--- Start Task data ---

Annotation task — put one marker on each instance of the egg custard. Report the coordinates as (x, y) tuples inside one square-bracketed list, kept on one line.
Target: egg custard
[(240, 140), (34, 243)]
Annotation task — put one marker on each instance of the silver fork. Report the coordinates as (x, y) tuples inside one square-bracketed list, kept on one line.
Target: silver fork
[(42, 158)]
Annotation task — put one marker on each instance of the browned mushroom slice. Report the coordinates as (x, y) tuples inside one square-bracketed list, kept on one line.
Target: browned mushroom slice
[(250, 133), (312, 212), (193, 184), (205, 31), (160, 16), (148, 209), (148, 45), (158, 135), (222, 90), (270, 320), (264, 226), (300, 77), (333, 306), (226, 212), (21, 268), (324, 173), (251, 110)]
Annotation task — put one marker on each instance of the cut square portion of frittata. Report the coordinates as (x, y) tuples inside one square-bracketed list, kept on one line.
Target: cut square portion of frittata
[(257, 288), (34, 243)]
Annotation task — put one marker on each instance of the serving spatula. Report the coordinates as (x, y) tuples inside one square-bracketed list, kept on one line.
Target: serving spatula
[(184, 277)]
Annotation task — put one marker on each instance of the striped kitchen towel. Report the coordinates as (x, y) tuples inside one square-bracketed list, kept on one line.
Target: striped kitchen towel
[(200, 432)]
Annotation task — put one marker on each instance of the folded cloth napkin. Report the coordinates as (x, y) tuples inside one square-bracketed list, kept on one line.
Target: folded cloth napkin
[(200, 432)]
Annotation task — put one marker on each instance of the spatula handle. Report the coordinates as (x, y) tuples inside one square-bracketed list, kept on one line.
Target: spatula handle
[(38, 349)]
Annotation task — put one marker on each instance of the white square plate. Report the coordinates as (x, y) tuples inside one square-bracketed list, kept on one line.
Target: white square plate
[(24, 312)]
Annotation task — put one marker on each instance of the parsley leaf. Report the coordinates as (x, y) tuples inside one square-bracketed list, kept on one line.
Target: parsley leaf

--- End Task data ---

• Stated task
Convert the material above into a JSON list of strings with one string for each line, leaving out any blank lines.

• Final result
[
  "Annotation task — put one marker on each instance of the egg custard. Report the coordinates as (x, y) tuples inside one square-bracketed list, kept on one line.",
  "Target: egg custard",
  "[(240, 140), (34, 243)]",
  "Annotation task — put one marker on each instance of the silver fork. Report the coordinates as (x, y) tuples inside one square-bracketed list, kept on one line.",
  "Target: silver fork",
  "[(42, 158)]",
  "Annotation task — put one marker on each instance of the browned mushroom slice. Report the coordinates as (x, y) tuples inside one square-bracketed list, kept on one line.",
  "Target: browned mushroom slice",
  "[(250, 133), (312, 212), (193, 184), (205, 31), (160, 16), (148, 209), (148, 45), (158, 135), (222, 90), (270, 320), (264, 226), (300, 77), (333, 306), (226, 212), (21, 268), (324, 173), (251, 110)]",
  "Annotation task — put one marker on each instance of the cut square portion of frittata. Report the coordinates as (x, y) tuples inside one square-bracketed list, kept on one line.",
  "Target: cut square portion of frittata",
  "[(257, 288), (34, 243)]",
  "Annotation task — put one marker on each instance of the serving spatula. Report the coordinates as (x, y) tuples inside one square-bracketed list, kept on one line.",
  "Target: serving spatula",
  "[(184, 277)]",
  "Annotation task — put one marker on each instance of the striped kitchen towel. Report the coordinates as (x, y) tuples inside one square-bracketed list, kept on one line.",
  "Target: striped kitchen towel",
  "[(200, 432)]",
  "Annotation task — put one marker on each instance of the folded cloth napkin. Report the coordinates as (x, y) tuples inside one square-bracketed list, kept on one line.",
  "Target: folded cloth napkin",
  "[(200, 432)]",
  "Annotation task — put one marker on each instance of the spatula handle. Report the coordinates as (x, y) tuples inside one square-bracketed list, kept on one line.",
  "Target: spatula handle",
  "[(38, 349)]",
  "Annotation task — put one marker on each instance of the white square plate. Report the coordinates as (x, y) tuples inside one square-bracketed list, kept on one line.",
  "Target: white square plate",
  "[(24, 312)]",
  "Annotation task — put one marker on each instance of the parsley leaf. Report the coordinates as (x, y) tuples inside one square-bracketed list, kept on one line.",
  "Target: parsley leaf"
]